▶ **Activity list**
1 > Please answer these questions from the text on Edison's rooftop solar plan:
(a) Which project partner of the utility expanded its solar installation apprentice training program?
(b) What does Gov. Arnold Schwarzenegger call Edison's rooftop plan in the nation?
(c) What position does Ted Craver hold?
2 > Pick up the text on Edison's rooftop solar plan after its final sentence and carry it on.

▶ **Text segment**
SCE believes the rooftop PV plan will create new jobs in Southern California in the solar industry. For example, the International Brotherhood of Electrical Workers, one of the utility’s project partners, has expanded its solar installation apprentice training program.
Solar and renewable energy champion Gov. Arnold Schwarzenegger was on hand to dedicate the system and made the following statement.
“Here in California, we are taking action to protect the environment by passing laws and setting standards and our companies and entrepreneurs are rising to the challenge. Edison’s rooftop plan is the nation’s largest solar installation program by a utility, and it is just one example of how private companies are helping us reduce our emissions and meet our renewable energy goals.”
Officials from Edison International and First Solar were also on hand and offered their views.
“This innovative solar rooftop initiative is a natural extension of our industry leadership in renewable energy,” said Ted Craver, chairman/CEO of SCE’s parent company, Edison International. “We are driving solar technology forward and identifying creative new ways to integrate solar power into the electricity grid. A program of this scale could transform solar generation, helping bring costs down and providing us with another important way to meet the environmental challenges of the future.”

▶ **Data entries**
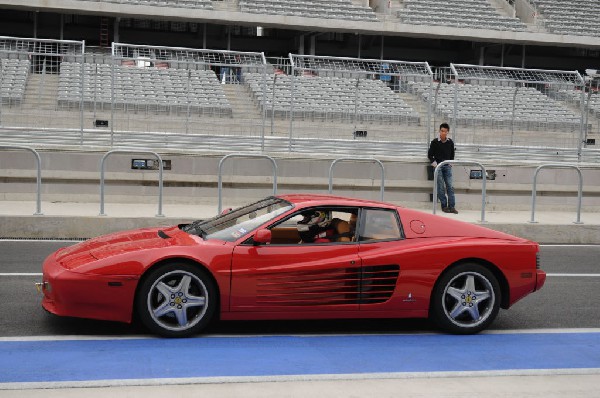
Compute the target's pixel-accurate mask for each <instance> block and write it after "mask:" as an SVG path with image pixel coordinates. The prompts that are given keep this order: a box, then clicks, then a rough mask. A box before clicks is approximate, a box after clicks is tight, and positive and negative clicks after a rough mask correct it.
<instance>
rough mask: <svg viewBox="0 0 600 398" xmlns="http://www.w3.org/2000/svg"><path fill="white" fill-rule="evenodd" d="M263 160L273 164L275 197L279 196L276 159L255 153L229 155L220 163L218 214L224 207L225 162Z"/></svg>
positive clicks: (241, 153)
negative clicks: (277, 178) (246, 158)
mask: <svg viewBox="0 0 600 398" xmlns="http://www.w3.org/2000/svg"><path fill="white" fill-rule="evenodd" d="M234 157H236V158H263V159H268V160H269V161H270V162H271V164H272V165H273V195H276V194H277V162H275V159H273V158H272V157H270V156H267V155H259V154H253V153H248V154H246V153H232V154H229V155H226V156H224V157H223V158H222V159H221V160H220V161H219V181H218V186H217V194H218V196H219V206H218V208H217V211H218V214H221V211H222V206H223V196H222V195H223V163H224V162H225V160H227V159H229V158H234Z"/></svg>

▶ **Expected results**
1 >
(a) The International Brotherhood of Electrical Workers
(b) The nation's largest solar installation program by a utility
(c) Chairman/CEO of Edison International, SCE's parent company

2 >
“SCE is one of the nation’s leading utilities,” noted John Carrington, First Solar’s executive VP of global marketing and business development. “We commend their strategic decision to invest in utility-retained generation; this pilot program is sited in the high peak load areas and will provide efficiencies to the grid while creating hundreds of jobs in California. We are excited to have been awarded the first and second pilots in SCE’s commercial solar rooftop installation project and look forward to working together on future opportunities.”
In a business section story about the project, The Los Angeles Times reports that “not everyone is enamored of Edison’s plan.”
Consumer activists object, saying “Edison should be looking to cheaper sources of renewable power, such as large solar and wind farms and geothermal plants. They contend that Edison International shareholders, not utility ratepayers, should finance the company’s huge bet on photovoltaic rooftop solar, one of the most expensive forms of clean energy,” according to the paper.
“This is not the most cost-effective renewable they could invest in,” Sepideh Khosrowjah, policy advisor for the Division of Ratepayer Advocates of the California Public Utilities Commission, told the Times. The independent advocacy operation has asked the commission to reject the ratepayer-financed plan, the report says.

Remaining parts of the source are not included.